• **Material for the task**
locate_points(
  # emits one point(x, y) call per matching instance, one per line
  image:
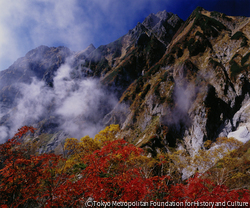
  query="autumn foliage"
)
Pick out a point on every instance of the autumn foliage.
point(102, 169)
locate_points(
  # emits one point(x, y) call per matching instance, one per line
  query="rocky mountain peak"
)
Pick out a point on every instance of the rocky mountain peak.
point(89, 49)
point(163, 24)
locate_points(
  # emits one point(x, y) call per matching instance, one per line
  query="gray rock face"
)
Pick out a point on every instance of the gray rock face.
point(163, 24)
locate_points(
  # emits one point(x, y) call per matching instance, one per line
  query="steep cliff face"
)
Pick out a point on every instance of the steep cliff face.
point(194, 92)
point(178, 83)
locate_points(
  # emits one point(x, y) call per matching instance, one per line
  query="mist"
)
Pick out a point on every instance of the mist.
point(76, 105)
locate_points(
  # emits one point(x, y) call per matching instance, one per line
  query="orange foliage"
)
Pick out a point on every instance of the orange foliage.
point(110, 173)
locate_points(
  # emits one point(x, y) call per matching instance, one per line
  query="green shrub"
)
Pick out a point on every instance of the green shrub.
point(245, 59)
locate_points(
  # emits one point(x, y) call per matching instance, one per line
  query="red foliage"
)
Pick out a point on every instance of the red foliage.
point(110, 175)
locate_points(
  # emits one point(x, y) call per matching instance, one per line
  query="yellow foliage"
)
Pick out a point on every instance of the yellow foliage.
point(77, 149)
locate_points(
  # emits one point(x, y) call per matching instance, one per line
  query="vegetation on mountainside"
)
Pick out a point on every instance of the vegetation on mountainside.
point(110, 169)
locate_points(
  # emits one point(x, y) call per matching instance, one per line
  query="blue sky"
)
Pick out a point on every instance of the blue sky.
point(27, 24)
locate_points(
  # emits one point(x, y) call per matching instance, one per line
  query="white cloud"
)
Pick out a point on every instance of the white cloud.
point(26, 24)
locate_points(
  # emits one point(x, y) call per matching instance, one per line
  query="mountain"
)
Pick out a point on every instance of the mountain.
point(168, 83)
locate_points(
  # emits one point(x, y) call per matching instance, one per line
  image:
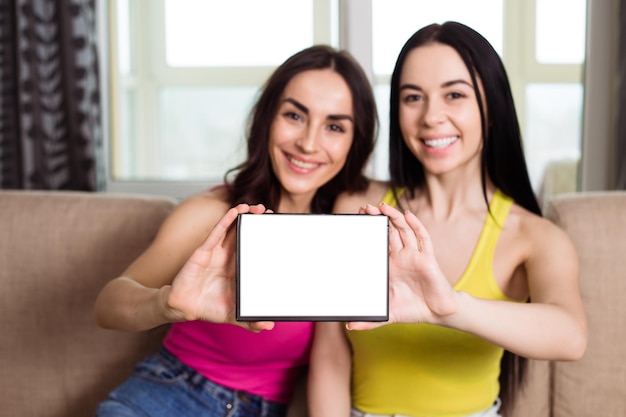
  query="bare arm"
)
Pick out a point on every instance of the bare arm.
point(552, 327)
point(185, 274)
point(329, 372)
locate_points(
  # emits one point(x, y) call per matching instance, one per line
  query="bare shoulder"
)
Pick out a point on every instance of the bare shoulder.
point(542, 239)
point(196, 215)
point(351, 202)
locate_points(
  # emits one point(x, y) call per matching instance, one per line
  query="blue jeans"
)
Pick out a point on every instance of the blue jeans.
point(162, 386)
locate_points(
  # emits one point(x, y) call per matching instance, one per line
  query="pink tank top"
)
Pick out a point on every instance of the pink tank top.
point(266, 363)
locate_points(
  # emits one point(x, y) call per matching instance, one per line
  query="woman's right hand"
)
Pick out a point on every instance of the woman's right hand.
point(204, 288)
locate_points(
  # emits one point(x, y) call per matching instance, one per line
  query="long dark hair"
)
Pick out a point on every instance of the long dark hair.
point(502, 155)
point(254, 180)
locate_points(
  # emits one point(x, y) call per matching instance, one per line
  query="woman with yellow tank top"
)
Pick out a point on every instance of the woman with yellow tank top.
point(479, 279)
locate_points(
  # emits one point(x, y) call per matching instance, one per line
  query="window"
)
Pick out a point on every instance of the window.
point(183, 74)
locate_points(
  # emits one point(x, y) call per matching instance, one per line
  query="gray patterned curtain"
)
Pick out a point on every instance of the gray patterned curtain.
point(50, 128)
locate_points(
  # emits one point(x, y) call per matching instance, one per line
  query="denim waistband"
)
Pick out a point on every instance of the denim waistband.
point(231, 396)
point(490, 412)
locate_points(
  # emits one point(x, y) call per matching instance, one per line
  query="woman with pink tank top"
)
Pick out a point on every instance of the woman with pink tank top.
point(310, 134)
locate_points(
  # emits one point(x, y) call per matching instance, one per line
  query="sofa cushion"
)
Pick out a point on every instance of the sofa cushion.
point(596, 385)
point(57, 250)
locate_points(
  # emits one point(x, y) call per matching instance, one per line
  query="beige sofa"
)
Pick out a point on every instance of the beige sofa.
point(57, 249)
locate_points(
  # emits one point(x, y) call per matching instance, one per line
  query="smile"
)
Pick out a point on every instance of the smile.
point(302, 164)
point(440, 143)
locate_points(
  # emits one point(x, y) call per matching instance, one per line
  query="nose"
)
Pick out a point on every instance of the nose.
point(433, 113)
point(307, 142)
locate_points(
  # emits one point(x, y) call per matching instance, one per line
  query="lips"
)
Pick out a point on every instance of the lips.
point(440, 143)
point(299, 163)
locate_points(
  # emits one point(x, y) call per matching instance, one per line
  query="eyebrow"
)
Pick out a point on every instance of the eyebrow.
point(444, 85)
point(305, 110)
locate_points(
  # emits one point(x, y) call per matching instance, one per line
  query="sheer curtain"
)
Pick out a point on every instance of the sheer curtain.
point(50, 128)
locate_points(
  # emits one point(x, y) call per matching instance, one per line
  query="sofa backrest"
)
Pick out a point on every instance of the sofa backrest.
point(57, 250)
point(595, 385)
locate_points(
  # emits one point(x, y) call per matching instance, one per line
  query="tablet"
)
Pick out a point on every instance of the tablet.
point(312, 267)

• **Written request**
Copy the lines above, requests included, from the first one through the line that contains "point(76, 105)". Scale every point coordinate in the answers by 1.5, round to whole numbers with halves going up, and omit the pictures.

• **Task solution**
locate_points(
  # emits one point(x, y) call per matching instance, one per line
  image:
  query="autumn foliage"
)
Pick out a point on every instance of the autumn foliage.
point(153, 254)
locate_points(
  # emits one point(x, y) call per matching instance, one per line
  query="rocky mountain peak"
)
Pick out a point on every instance of the rocky mountain peak.
point(134, 74)
point(245, 36)
locate_points(
  # emits one point(x, y) call per matching instance, one per line
  query="gray rock face"
)
Pick out a point on every instance of the gray rock face.
point(245, 36)
locate_points(
  # emits one point(x, y) call per matching instance, one per line
  query="steep cliff face"
)
Pick out a point on every instance of the steep cliff face.
point(291, 138)
point(267, 125)
locate_points(
  # emits one point(x, y) call per matching instance, one per line
  query="mist"
)
Pick out a point on every instance of the mist.
point(114, 158)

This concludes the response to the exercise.